__Exercise description__
Report every line below that carries the word "print".

__Records shown__

^^^^

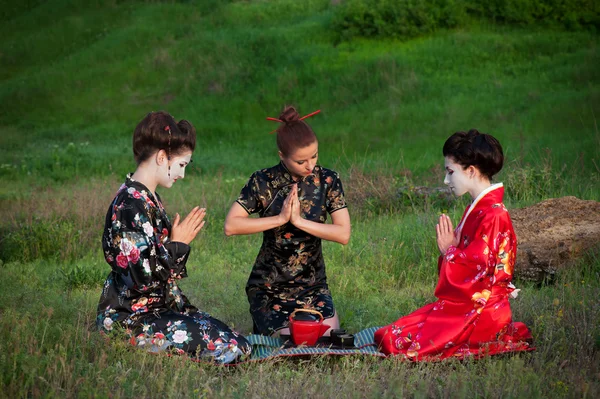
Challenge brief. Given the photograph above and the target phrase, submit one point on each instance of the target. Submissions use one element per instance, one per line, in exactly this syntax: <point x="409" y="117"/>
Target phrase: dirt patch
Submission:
<point x="553" y="233"/>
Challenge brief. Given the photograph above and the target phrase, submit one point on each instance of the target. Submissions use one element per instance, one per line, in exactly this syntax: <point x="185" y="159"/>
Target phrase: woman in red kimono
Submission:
<point x="472" y="315"/>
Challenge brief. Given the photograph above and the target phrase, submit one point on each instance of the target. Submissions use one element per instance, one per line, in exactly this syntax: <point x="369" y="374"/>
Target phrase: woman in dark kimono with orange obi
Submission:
<point x="472" y="315"/>
<point x="293" y="199"/>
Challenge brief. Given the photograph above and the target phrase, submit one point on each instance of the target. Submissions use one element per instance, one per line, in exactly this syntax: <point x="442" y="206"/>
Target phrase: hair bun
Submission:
<point x="186" y="127"/>
<point x="289" y="115"/>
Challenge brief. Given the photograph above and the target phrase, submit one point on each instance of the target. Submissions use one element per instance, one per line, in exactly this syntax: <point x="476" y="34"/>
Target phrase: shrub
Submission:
<point x="400" y="19"/>
<point x="404" y="19"/>
<point x="569" y="14"/>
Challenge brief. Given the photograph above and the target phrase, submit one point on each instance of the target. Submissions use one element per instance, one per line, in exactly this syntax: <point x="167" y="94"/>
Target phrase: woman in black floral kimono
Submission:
<point x="148" y="254"/>
<point x="292" y="199"/>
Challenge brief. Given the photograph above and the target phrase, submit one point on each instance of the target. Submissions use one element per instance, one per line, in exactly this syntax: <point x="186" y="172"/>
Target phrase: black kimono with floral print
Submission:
<point x="141" y="293"/>
<point x="289" y="271"/>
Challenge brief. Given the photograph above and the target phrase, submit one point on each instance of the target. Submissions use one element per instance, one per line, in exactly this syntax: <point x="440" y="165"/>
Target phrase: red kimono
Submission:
<point x="472" y="316"/>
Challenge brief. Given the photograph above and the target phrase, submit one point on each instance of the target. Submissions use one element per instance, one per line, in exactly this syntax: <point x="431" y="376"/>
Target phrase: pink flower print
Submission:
<point x="126" y="246"/>
<point x="134" y="255"/>
<point x="148" y="229"/>
<point x="180" y="336"/>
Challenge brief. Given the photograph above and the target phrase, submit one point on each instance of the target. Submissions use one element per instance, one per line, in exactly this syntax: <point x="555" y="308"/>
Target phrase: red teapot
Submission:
<point x="306" y="330"/>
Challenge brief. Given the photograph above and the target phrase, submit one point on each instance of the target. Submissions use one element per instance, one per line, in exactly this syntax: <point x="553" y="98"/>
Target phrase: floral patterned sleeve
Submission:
<point x="335" y="193"/>
<point x="138" y="244"/>
<point x="249" y="197"/>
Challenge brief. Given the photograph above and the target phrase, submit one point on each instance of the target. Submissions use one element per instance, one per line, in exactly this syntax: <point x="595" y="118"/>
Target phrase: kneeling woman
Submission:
<point x="292" y="199"/>
<point x="148" y="254"/>
<point x="472" y="315"/>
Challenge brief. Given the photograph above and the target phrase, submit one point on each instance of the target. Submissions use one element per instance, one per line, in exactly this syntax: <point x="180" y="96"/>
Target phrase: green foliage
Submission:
<point x="569" y="14"/>
<point x="80" y="275"/>
<point x="402" y="19"/>
<point x="76" y="76"/>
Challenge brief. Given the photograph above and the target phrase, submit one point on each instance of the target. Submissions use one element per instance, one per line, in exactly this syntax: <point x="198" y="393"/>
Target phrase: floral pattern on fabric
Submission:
<point x="289" y="271"/>
<point x="472" y="316"/>
<point x="141" y="293"/>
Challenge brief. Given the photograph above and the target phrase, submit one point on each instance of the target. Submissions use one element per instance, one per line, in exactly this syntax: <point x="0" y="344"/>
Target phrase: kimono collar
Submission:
<point x="493" y="194"/>
<point x="144" y="191"/>
<point x="288" y="175"/>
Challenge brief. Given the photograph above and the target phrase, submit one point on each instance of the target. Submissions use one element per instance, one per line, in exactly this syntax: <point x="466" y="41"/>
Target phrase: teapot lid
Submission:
<point x="305" y="316"/>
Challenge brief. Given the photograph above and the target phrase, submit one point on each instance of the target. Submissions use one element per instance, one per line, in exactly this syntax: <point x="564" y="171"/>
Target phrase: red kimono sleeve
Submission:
<point x="469" y="268"/>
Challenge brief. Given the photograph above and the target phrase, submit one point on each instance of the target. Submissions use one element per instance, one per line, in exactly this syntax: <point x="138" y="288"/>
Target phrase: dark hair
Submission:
<point x="474" y="148"/>
<point x="293" y="133"/>
<point x="152" y="134"/>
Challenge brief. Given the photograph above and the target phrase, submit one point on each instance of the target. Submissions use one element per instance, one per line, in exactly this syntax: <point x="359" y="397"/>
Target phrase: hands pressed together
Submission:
<point x="445" y="234"/>
<point x="186" y="230"/>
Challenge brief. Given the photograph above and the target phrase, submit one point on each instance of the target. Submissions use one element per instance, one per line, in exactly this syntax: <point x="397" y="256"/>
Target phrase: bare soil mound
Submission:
<point x="552" y="233"/>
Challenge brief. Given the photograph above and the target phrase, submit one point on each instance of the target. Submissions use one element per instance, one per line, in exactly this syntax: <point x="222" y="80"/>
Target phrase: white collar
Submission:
<point x="474" y="204"/>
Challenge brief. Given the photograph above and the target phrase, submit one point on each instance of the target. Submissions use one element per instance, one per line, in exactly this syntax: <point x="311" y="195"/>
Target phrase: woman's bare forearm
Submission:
<point x="330" y="232"/>
<point x="236" y="225"/>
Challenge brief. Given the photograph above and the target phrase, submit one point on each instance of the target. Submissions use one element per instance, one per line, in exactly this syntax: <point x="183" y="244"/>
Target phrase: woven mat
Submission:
<point x="264" y="347"/>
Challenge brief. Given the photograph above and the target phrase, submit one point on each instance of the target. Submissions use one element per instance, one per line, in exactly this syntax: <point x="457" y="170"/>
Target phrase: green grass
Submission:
<point x="76" y="77"/>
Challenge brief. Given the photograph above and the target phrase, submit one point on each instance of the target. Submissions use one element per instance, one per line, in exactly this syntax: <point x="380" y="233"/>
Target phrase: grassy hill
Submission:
<point x="77" y="76"/>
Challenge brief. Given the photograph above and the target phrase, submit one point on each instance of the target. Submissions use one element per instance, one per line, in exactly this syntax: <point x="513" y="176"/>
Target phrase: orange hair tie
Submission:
<point x="301" y="119"/>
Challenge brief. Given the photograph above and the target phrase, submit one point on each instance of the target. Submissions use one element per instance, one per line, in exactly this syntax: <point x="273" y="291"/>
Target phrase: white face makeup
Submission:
<point x="177" y="165"/>
<point x="302" y="161"/>
<point x="456" y="177"/>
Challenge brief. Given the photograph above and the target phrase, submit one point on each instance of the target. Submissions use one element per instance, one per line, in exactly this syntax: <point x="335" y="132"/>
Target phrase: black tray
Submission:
<point x="323" y="342"/>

^^^^

__Answer__
Target phrase: black kimono with floral print
Target phrase: pink flower print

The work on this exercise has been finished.